Dataset excerpt:
▼

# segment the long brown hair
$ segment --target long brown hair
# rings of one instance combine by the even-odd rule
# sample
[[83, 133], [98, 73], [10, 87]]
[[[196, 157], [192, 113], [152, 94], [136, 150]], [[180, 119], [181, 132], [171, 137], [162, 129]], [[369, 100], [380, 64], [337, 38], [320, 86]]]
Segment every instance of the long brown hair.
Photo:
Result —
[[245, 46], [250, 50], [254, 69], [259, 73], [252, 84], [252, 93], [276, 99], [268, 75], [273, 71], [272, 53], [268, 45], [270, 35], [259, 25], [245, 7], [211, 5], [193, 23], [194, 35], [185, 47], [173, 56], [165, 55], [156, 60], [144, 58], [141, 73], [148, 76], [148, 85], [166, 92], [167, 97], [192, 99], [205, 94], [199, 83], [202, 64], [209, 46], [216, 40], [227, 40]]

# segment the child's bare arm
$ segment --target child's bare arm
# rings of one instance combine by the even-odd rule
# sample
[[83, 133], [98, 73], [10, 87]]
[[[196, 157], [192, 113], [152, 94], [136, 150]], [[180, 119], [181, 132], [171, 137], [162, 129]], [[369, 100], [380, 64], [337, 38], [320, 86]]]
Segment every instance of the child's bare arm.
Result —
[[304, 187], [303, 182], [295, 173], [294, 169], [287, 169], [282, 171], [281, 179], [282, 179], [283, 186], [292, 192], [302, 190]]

▲

(Request):
Rewrite all the items above, changing each "instance" to "object" and leaving everything else untouched.

(Response below):
# segment the long brown hair
$ segment --target long brown hair
# rings of one object combine by the even-odd rule
# sample
[[83, 133], [98, 73], [10, 87]]
[[[196, 157], [192, 113], [152, 94], [136, 150]], [[180, 119], [181, 132], [171, 137], [162, 129]], [[369, 100], [380, 64], [337, 38], [320, 86]]]
Segment every object of the long brown hair.
Photo:
Result —
[[245, 46], [250, 50], [254, 69], [259, 73], [252, 84], [252, 93], [276, 99], [268, 75], [273, 71], [272, 53], [268, 45], [270, 35], [259, 25], [245, 7], [211, 5], [193, 23], [194, 35], [185, 47], [173, 56], [165, 55], [156, 60], [144, 58], [141, 73], [148, 76], [148, 85], [166, 92], [167, 97], [192, 99], [205, 94], [199, 83], [202, 64], [209, 46], [216, 40], [227, 40]]

# segment the child's bare arm
$ segment --target child's bare arm
# rings of one object combine by the even-odd rule
# sample
[[83, 133], [98, 73], [10, 87]]
[[[196, 157], [192, 113], [152, 94], [136, 150]], [[180, 119], [181, 132], [171, 137], [162, 129]], [[369, 100], [380, 64], [337, 38], [320, 86]]]
Segment every object of the child's bare arm.
Result —
[[304, 187], [303, 182], [295, 173], [294, 169], [287, 169], [282, 171], [281, 179], [282, 179], [283, 186], [292, 192], [302, 190]]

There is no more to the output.